● **Work instructions**
Reproduce the records word for word, from their first line through the line containing "(1079, 452)", with both of these lines included.

## begin Dataset records

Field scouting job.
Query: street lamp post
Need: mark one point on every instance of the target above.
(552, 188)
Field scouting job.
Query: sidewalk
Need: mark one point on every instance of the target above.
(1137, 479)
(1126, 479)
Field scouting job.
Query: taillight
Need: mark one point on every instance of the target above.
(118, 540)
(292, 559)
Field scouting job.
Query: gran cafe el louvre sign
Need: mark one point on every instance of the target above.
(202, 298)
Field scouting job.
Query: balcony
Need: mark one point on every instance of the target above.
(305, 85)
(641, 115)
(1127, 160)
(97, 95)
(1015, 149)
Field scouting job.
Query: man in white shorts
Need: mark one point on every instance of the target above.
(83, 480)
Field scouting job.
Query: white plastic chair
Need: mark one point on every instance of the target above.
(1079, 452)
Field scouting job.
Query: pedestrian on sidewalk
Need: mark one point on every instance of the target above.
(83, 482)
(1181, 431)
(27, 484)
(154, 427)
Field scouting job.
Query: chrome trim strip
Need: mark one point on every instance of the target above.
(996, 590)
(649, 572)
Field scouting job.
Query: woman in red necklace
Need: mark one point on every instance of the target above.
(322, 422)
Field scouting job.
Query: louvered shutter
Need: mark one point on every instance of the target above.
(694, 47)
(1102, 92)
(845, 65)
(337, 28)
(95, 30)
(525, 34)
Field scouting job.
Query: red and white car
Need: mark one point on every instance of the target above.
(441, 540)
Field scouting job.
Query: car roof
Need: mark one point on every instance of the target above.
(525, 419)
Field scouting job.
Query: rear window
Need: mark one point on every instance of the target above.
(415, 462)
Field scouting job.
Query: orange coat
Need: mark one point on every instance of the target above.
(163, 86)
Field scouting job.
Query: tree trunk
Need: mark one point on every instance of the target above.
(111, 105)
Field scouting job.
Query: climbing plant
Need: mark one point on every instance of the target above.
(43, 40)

## end Dataset records

● **Correct response**
Field scouting job.
Query: street lamp post
Need: mark one point on every instance of the target above.
(552, 188)
Field scouting job.
Query: sidewalk
Need: mark one point on every instance of the target above.
(1137, 479)
(1126, 479)
Field scouting job.
Query: taillight
Need: mark one point on every instance of the target above.
(118, 540)
(292, 559)
Field scouting job.
Query: gran cafe el louvre sign
Need: mark one point on every instance of the target above.
(202, 298)
Field scouting job.
Query: balcony
Need: mark one point on every instance of the target above.
(305, 85)
(641, 115)
(1127, 160)
(97, 95)
(1015, 149)
Field scouting job.
Query: man in white shorts
Need: mark one point on every instance of the target above.
(83, 480)
Field scouting job.
Query: white plastic chair
Need: mark one point on every instance of the target above.
(1079, 452)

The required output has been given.